> _WORK TO COMPLETE_:
Without dropping or altering a single word, give the listing again.

> _MATERIAL SHOWN_:
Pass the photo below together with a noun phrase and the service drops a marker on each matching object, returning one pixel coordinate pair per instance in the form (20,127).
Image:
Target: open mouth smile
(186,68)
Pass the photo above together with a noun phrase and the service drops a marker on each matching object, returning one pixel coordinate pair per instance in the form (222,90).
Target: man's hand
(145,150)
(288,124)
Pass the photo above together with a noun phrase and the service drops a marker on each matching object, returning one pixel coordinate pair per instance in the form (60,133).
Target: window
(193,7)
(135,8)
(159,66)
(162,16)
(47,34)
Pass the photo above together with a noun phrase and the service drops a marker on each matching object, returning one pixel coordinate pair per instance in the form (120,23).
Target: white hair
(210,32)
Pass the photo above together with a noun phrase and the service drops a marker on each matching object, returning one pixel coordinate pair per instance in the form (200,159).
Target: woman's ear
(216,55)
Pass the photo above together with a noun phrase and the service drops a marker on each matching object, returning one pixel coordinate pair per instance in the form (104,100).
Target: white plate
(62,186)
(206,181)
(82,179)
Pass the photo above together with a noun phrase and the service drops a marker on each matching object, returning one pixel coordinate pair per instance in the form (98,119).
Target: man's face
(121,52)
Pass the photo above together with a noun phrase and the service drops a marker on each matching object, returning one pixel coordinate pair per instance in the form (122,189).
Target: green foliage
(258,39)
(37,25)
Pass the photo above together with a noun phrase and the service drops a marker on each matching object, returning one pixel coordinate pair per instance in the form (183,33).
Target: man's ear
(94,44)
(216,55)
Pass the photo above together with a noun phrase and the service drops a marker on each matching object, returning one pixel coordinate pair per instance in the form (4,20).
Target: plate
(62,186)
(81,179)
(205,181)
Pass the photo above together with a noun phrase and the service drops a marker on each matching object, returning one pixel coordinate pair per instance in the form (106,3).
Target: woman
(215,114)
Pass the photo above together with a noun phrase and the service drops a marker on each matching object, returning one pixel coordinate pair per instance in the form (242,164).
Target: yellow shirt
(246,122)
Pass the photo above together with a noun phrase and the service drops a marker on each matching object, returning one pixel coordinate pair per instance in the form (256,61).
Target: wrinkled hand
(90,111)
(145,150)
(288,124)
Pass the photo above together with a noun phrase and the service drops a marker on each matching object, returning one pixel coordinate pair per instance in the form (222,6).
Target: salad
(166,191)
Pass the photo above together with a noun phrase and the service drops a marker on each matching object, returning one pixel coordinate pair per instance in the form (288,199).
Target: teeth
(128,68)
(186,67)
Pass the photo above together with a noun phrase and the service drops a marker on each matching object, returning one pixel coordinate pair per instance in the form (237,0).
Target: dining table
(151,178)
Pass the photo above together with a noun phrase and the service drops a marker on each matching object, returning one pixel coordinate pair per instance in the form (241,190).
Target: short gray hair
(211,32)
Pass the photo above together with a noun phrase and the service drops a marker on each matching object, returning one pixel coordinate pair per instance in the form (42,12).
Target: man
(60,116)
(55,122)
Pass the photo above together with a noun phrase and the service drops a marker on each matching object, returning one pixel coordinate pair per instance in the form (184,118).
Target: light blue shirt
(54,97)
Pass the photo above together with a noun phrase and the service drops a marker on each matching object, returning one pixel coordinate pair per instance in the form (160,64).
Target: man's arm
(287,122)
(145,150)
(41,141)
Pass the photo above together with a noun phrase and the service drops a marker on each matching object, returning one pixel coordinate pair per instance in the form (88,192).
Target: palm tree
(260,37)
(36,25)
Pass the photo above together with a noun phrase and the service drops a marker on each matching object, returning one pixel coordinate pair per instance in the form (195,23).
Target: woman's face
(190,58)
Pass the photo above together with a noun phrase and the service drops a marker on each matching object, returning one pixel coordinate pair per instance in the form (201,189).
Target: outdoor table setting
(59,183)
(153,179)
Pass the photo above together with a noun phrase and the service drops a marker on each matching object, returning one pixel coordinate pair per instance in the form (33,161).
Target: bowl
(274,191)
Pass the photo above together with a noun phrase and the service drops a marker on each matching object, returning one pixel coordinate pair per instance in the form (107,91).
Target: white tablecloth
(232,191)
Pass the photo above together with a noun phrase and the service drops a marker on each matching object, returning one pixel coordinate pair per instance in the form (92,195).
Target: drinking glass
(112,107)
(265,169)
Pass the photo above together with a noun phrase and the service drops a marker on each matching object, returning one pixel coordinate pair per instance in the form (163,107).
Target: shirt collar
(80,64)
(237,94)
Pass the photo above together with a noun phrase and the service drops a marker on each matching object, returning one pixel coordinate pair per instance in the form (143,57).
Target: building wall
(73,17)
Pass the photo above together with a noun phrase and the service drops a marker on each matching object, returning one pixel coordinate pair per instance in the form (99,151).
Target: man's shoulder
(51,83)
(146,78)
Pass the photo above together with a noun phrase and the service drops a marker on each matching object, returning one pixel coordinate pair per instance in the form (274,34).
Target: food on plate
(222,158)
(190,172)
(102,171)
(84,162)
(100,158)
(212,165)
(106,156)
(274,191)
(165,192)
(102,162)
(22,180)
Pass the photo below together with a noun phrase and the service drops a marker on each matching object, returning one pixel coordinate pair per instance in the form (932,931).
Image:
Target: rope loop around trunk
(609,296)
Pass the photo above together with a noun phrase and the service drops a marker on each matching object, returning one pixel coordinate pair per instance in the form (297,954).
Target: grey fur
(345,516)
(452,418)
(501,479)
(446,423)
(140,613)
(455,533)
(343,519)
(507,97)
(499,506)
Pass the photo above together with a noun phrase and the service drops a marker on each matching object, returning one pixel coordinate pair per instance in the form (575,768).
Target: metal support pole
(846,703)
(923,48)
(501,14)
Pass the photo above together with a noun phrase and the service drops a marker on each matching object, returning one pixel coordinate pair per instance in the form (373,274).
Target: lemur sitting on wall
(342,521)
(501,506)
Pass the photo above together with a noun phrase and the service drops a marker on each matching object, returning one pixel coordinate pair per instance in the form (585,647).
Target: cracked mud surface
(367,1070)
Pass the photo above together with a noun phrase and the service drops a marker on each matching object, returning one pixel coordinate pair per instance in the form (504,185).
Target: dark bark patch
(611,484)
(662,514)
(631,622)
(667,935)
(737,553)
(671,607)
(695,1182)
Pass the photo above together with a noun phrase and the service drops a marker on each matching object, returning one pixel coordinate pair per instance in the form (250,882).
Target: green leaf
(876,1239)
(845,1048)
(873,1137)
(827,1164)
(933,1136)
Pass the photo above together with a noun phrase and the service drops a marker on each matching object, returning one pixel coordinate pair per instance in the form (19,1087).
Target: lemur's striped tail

> _ANSWER BOX_:
Pass the photo below together with a noun phrase and the service drops a marker on each matching object, returning one pixel coordinate pair per instance in the form (20,127).
Image:
Target: open mouth smile
(186,68)
Pass the photo above together with a noun phrase and the service drops a marker on each matching object, returning one pixel coordinate pair per instance in the form (222,90).
Target: man's hand
(145,150)
(288,124)
Pass the photo above together with a noun phrase and the service drops a marker on each matching object, returning one pixel coordinate pair per instance in the form (60,133).
Target: window
(193,7)
(135,8)
(159,66)
(162,16)
(47,34)
Pass the photo above together with a noun phrase and the service drops a marker on each matching object, returning one pixel coordinate pair per instance in the form (120,23).
Target: white hair
(210,32)
Pass the photo above together with a noun phrase and the service drops a marker on each matching object, returning one pixel coordinate pair per instance in the form (200,159).
Target: woman's ear
(216,55)
Pass the photo above together with a noun phrase and the service drops a marker on each matching object, returning one pixel coordinate pair per instance in the form (104,100).
Target: white plate
(62,186)
(206,181)
(82,179)
Pass the photo above together with a noun phrase and the service drops a marker on each matching object, returning one pixel coordinate pair per instance in the form (98,119).
Target: man's face
(121,52)
Pass the photo above together with a noun phrase and the service drops a marker on each matching object, returning one pixel coordinate pair per instance in the form (122,189).
Target: green foliage
(258,39)
(37,25)
Pass the photo above together with a noun phrase and the service drops a marker on each matching object, returning one pixel coordinate pair per instance in the form (183,33).
Target: man's ear
(94,44)
(216,55)
Pass the photo above together with a noun phrase and the service drops a marker on each matching object, returning one pixel coordinate pair per instance in the form (4,20).
Target: plate
(62,186)
(81,179)
(205,181)
Pass the photo above together with a noun phrase and the service drops a marker on each matching object, returning one pixel coordinate pair per instance in the form (106,3).
Target: woman
(215,114)
Pass the photo above together with a noun phrase and the service drops a marker on each matching object, returning one pixel coordinate pair per instance in the form (242,164).
Target: yellow shirt
(246,122)
Pass the photo above together with a noun phrase and the service drops a marker on each matching object, returning one pixel coordinate pair per instance in the form (256,61).
Target: wrinkled hand
(90,111)
(145,150)
(288,124)
Pass the photo above together with a noun phrase and the service drops a marker on each matching object, returning one pixel coordinate pair per instance in the form (222,6).
Target: salad
(166,191)
Pass the photo above together with a noun phrase and the service drops a marker on each matching object, returning one pixel coordinate pair per instance in the form (288,199).
Target: teeth
(128,68)
(186,67)
Pass the photo above together with a noun phrase and the service drops a marker on each matching object, returning one pixel coordinate pair per instance in the form (237,0).
Target: dining table
(151,178)
Pass the photo above together with a noun phrase and the service drops a marker on each matching object, returning one pixel coordinate pair per instance in the form (241,190).
Target: short gray hair
(211,32)
Pass the photo above together with a noun phrase and the service drops a marker on each matching object, returning one pixel coordinate pair per instance in the form (42,12).
Target: man
(60,116)
(55,122)
Pass the photo above together with a noun phrase and the service drops a marker on each matching object, returning one pixel coordinate pair per instance in the form (184,118).
Target: light blue shirt
(54,97)
Pass the photo above together with a noun phrase and the service drops a marker on each matching object, returning one pixel coordinate pair per instance in the form (160,64).
Target: man's arm
(287,122)
(145,150)
(41,141)
Pass the photo above together with a noun phrase and the service drops a marker on each matching object, returning one pixel coordinate pair per instance in the form (88,192).
Target: palm tree
(260,37)
(36,25)
Pass the photo above together with a noun phrase and the service drops a marker on each matching object, returning one pixel coordinate pair per instance in the form (195,23).
Target: woman's face
(190,58)
Pass the photo above together with a noun phrase and the service drops a marker on each matching object, returning one pixel coordinate pair per instance in the form (201,189).
Target: outdoor table setting
(59,183)
(153,179)
Pass the photo above together with a noun phrase and the service drops a marker on each matching object, returning one pixel coordinate pair per instance in the form (33,161).
Target: bowl
(274,191)
Pass the photo above together with a noun phrase and the service drops a marker on each matching object, returning one pixel coordinate pair per instance in the form (107,91).
Target: white tablecloth
(232,191)
Pass the photo above together with a noun phrase and the service drops a marker on each matching object, returning one pixel coordinate pair per instance in the form (92,195).
Target: drinking glass
(112,107)
(265,169)
Pass the photo above together with a noun phrase and the service drops a marker on each matching object, returning one pixel coordinate pair per instance in the form (163,107).
Target: shirt collar
(80,64)
(237,94)
Pass the photo above together with a noun phrase and the service drops a marker on each matching object, returning one pixel coordinate pair per instance in the form (143,57).
Target: building wall
(73,17)
Pass the photo above together with a noun phrase and the service drops a marker on each matching object, returning one pixel coordinate pair per instance in the form (99,151).
Target: man's shoulder
(51,83)
(146,78)
Pass the photo above together with a noun phrase and the service drops a marker on each matching object, returning one pixel coordinate pair per instance in the form (274,34).
Target: food on plate
(222,158)
(190,172)
(102,171)
(84,162)
(100,158)
(212,165)
(106,156)
(274,191)
(165,192)
(102,162)
(22,180)
Pass the photo below together with a noun phrase and the service drops a marker on each matching object, returning one pixel coordinate pair per instance in the form (932,931).
Image:
Target: rope loop around trunk
(609,296)
Pass the photo above together with a noun phrase and the service drops a marker on each matching object, returning one pixel coordinate pair per instance in the form (297,954).
Target: grey fur
(345,516)
(452,418)
(501,479)
(446,423)
(140,613)
(455,533)
(343,519)
(507,97)
(499,506)
Pass the photo above together with a noun phrase and the service drops a marker on each matching object, returning one pixel coordinate pair per instance in the form (575,768).
Target: metal support pole
(846,703)
(923,48)
(501,14)
Pass the photo above together with a noun phrase and the service drops a marker on each matching object, returning one pixel coordinate pair per instance in the form (373,274).
Target: lemur sitting on wall
(342,521)
(501,506)
Pass the photo above together with a noun phrase and the service drops a marker on each matching object, returning one pixel coordinate pair per instance in the form (585,647).
Target: cracked mud surface
(367,1070)
Pass the photo above together with a noun phrase and the service drops a marker on each matching object, returning one pixel coordinate pair per instance in the form (504,185).
Target: dark bark patch
(611,484)
(662,514)
(631,622)
(667,935)
(737,553)
(671,607)
(695,1182)
Pass the photo above together with a noun phrase and the service drops a marker on each matching object, returning one pixel coordinate pair per instance in the form (250,882).
Target: green leaf
(876,1239)
(845,1048)
(873,1137)
(827,1164)
(933,1136)
Pass the photo above together with a noun phrase and the service drops a marker on each matching object, returning one pixel coordinate pair per instance in the form (19,1087).
Target: lemur's striped tail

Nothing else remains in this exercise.